Cloud Dataflow - Pipelines Flashcards
What is Cloud Dataflow?
- A fully managed service for transforming and enriching data in stream (real-time) and batch (historical) modes with equal reliability and expressiveness.
- Serverless approach to resource provisioning and management provides limitless capacity for the biggest data processing challenges, pay only for what you use.
What are some Use Cases for Cloud Dataflow?
- Clickstream, Point-of-Sale and segmentation analysis in retail
- Check fraud detection in financial services
- Check personalized user experience in gaming
- Check IoT analytics in manufacturing, healthcare and logistics
What are the advantages to using Cloud Dataflow?
Particularly for out-of-order processing and real-time session management.
1) Accelerate development for batch and streaming: provides simple pipeline development via Java and Python API’s in the Apache Beam SDK, code reuse.
2) Simplify operations and management: serverless approach removes operational overhead.
3) Integrates with Stackdriver for a unified logging and monitoring and alerting solution.
4) Builds on a foundation for machine learning, by adding ML models and API’s to your data processing pipelines.
5) Integrates seamlessly with GCP services for streaming events ingestion (Pub/Sub), data-warehousing (BigQuery), machine learning (Cloud Machine Learning), and more. Beam-based SDK allows customer extenstions for alternative execution engines like Apache Spark via Cloud Dataproc or on-premises.
What are features of Cloud Dataflow?
- Automated resource management
- Dynamic work re-balancing
- Reliable and consistent ‘exactly-once’ processing, fault-tolerant execution
- Horizontal auto-scaling, results in better price-to-performance
- Unified programming model (Apache Bean SDK) provides MapReduce-like operations, powerful data-windowing and fine-grained correctness control for streaming and batch data
- Community-driven Innovation: Dataflow can be extended by forking or contributing to Apache Beam
What are the different types of Triggers provided by Dataflow?
- Time-based (Default)
- operate on a time reference, either event time or processing time
- AfterWatermark, AFterProcessingTime
- Data-driven
- examines data as it arrives and fires on a specified data condition, for example after a set number
- AfterPane.elementCountAtLeast
- Composite
- comines time-based and data-driven, fires when all triggers are met
What are the two basic primitives in Dataflow?

* _WORK TO BE COMPLETED_:
List every type of trigger that the Cloud Dataflow flashcards above say Dataflow provides.

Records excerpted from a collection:
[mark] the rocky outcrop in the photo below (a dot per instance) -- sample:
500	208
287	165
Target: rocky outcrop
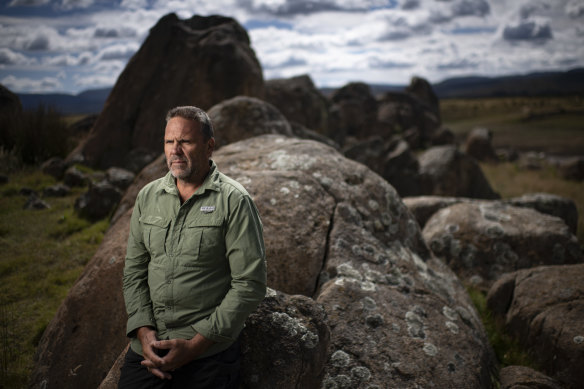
299	101
544	308
99	201
397	316
245	117
423	207
92	313
393	160
550	204
286	334
353	113
487	239
521	377
572	168
10	115
455	174
479	145
199	61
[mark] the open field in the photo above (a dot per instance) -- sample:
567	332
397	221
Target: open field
551	125
42	254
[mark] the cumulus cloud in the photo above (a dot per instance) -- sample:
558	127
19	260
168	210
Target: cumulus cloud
575	9
9	57
27	3
528	30
470	8
118	51
25	84
71	4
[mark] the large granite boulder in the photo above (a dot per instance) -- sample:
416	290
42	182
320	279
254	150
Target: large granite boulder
200	61
479	145
299	101
544	308
455	174
286	334
397	316
353	112
521	377
394	160
245	117
416	113
91	318
422	90
10	115
423	207
549	204
487	239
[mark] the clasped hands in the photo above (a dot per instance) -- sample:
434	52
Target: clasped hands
181	351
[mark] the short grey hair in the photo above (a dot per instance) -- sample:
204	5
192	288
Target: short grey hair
196	114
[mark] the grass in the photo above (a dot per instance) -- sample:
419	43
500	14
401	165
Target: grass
42	254
551	125
511	181
506	347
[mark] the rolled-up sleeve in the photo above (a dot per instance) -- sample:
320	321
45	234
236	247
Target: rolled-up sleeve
135	278
245	252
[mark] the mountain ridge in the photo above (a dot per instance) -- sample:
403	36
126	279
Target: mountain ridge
570	82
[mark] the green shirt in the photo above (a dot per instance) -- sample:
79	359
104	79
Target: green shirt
194	268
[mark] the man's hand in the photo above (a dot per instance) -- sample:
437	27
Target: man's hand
181	352
147	336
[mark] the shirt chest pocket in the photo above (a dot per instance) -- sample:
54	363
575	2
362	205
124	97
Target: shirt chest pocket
203	243
155	231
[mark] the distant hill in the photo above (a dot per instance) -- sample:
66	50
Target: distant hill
90	101
536	84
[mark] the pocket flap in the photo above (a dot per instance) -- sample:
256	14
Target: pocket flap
155	220
206	222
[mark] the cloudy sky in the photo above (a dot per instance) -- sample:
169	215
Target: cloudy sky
74	45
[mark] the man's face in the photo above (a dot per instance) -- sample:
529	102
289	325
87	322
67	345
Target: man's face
187	153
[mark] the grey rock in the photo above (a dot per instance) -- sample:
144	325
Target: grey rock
550	204
199	61
572	169
54	167
492	238
423	207
479	145
58	190
34	203
120	178
245	117
99	201
543	308
298	99
75	177
521	377
455	174
397	315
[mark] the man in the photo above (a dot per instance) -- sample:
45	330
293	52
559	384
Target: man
195	267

* _COMPLETED EXERCISE_:
- Time-based (the default)
- Data-driven
- Composite